• **EXTRAHIERTER TEXT**:
"""
Die Staatsanwaltschaft Baselland ermittelt wegen gewerbsmässigen Betrugs, qualifizierter Veruntreuung und möglicher weiterer Delikte gegen den Mann.
Der Beschuldigte hatte sich im November 2020 selbst angezeigt, nachdem Anleger Verdacht schöpften.
Ein selbständiger Baselbieter Vermögensverwalter hat über Jahre hinweg mindestens 40 Personen um insgesamt mehrere Millionen Franken geschädigt. Der 62-Jährige soll ein Schneeballsystem betrieben haben, wie Geschädigte ihm vorwerfen. Die Staatsanwaltschaft Baselland ermittelt inzwischen wegen gewerbsmässigen Betrugs, qualifizierter Veruntreuung und möglicher weiterer Delikte. Im November 2020 hat sich der mutmassliche Betrüger selbst angezeigt und die Ermittlungen ins Rollen gebracht.
Die Baselbieter Staatsanwaltschaft äusserte sich auf Anfrage nicht zum laufenden Verfahren. 20 Minuten hat aber über einen Geschädigten Einblick in das Ermittlungsverfahren erhalten.
"""
• **QUELLDATEN**:
"""
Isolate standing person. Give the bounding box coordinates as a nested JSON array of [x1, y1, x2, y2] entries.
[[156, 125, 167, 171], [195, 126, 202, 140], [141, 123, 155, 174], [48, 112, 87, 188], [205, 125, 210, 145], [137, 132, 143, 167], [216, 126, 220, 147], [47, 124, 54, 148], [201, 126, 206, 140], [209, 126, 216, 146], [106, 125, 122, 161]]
"""
Wie viele Personen hat der Baselbieter Vermögensverwalter laut dem extrahierten Text mindestens geschädigt?

Mindestens 40 Personen.